→ SET TASK
Count the lines in the material that contain the word "below" and reply with the number alone.

→ DATA FOR THIS TASK

==============================

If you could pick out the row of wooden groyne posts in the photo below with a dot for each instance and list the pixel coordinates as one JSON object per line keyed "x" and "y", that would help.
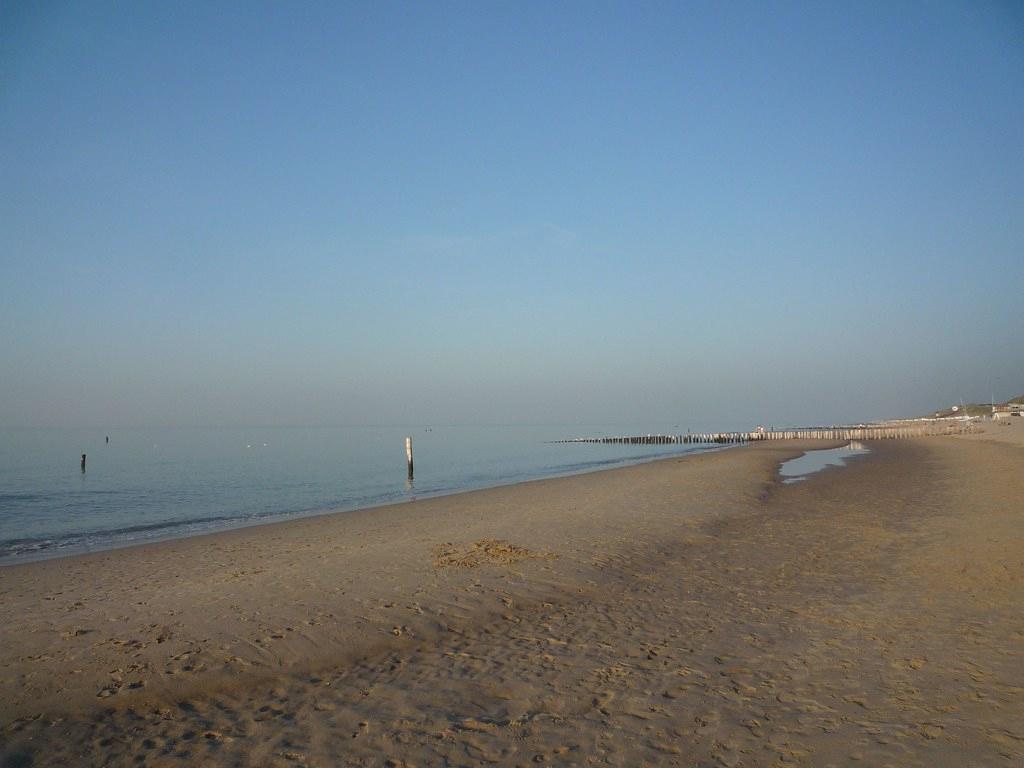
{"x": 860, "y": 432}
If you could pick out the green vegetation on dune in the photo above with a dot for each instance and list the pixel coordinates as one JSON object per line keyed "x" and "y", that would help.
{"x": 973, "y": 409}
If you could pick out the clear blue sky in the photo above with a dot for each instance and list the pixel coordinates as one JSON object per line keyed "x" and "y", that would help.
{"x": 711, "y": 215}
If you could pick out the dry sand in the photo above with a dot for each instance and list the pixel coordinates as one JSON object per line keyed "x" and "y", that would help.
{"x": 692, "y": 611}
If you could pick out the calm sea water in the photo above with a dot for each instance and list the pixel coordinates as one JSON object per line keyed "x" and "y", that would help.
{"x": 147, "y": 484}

==============================

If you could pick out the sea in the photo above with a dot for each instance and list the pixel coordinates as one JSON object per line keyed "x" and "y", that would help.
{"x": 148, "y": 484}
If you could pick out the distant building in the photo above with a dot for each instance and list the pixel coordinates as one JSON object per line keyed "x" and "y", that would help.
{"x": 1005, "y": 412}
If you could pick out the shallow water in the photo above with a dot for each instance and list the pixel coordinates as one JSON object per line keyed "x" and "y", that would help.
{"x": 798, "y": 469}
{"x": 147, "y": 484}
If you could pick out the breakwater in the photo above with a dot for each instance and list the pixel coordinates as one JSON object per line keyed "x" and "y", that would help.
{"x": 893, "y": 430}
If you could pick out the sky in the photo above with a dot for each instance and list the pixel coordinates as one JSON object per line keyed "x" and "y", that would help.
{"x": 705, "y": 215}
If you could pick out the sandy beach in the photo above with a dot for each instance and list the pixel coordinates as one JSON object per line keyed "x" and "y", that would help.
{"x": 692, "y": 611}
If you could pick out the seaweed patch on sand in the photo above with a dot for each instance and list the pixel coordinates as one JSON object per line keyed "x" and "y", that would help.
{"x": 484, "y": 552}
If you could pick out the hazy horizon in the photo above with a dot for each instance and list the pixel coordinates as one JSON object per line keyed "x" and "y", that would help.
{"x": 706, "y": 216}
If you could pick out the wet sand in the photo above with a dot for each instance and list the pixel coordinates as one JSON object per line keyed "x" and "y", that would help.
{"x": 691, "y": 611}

==============================

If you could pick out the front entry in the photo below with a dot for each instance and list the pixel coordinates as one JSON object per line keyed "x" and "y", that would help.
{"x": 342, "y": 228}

==============================

→ EXERCISE OUTPUT
2